Written problem — Substitute "bounding rectangle" for every "bounding box" throughout the data below, leaving all other text unchanged. Leave the pictures out of your output.

Bounding-box data

********

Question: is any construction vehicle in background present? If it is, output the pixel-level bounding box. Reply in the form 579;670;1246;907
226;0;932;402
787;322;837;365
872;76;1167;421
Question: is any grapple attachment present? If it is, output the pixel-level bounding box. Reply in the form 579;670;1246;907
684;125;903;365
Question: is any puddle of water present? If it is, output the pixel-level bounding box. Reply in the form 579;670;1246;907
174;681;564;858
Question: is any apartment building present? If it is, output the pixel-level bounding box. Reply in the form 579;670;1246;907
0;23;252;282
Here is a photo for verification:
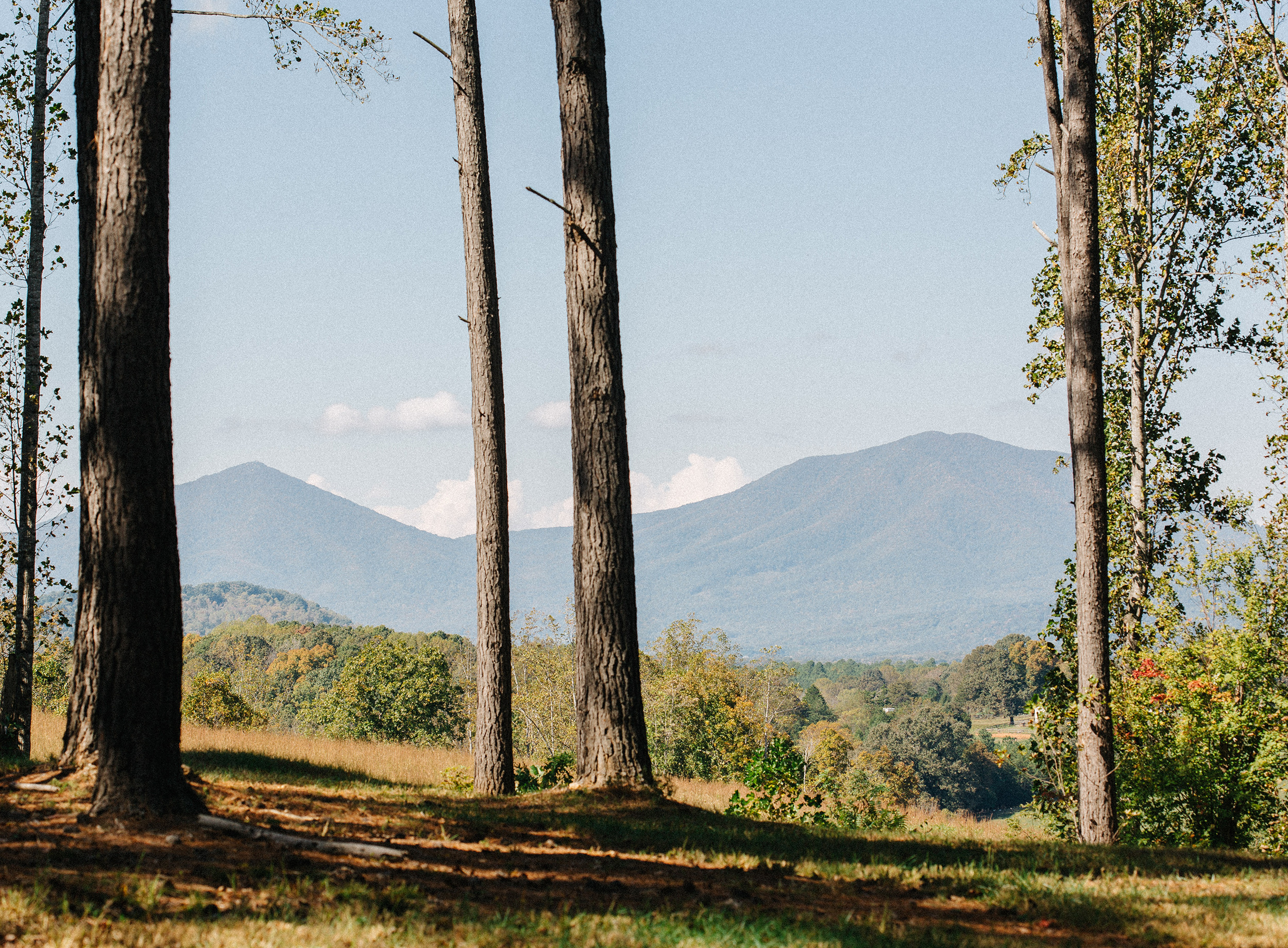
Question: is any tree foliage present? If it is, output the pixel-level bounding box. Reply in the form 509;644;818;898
316;636;465;744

********

Output for this task —
Question: is any construction vehicle in background present? If it is, output the pixel-level bounding rectangle. Reply in the form 579;670;1246;907
226;0;932;402
787;322;837;365
872;76;1167;421
Question: is any grapple attachment present? If it is, output the pixel-level bounding rectangle. Reply in the form 579;670;1246;907
684;125;903;365
Question: is any puddle of water present? If it is, output the pixel-level bounding rectangle. Reply in the form 579;670;1246;907
174;681;564;858
Question: is any apartment building present? If it is, output the pixel-level bounding rectangle. Reply in the form 579;670;1246;907
0;23;252;282
Here is a photo for verification:
Question: is any tree foliage present? If it is, output the pixel-level bounding rectangle. Reply in the form 509;644;818;898
316;636;465;744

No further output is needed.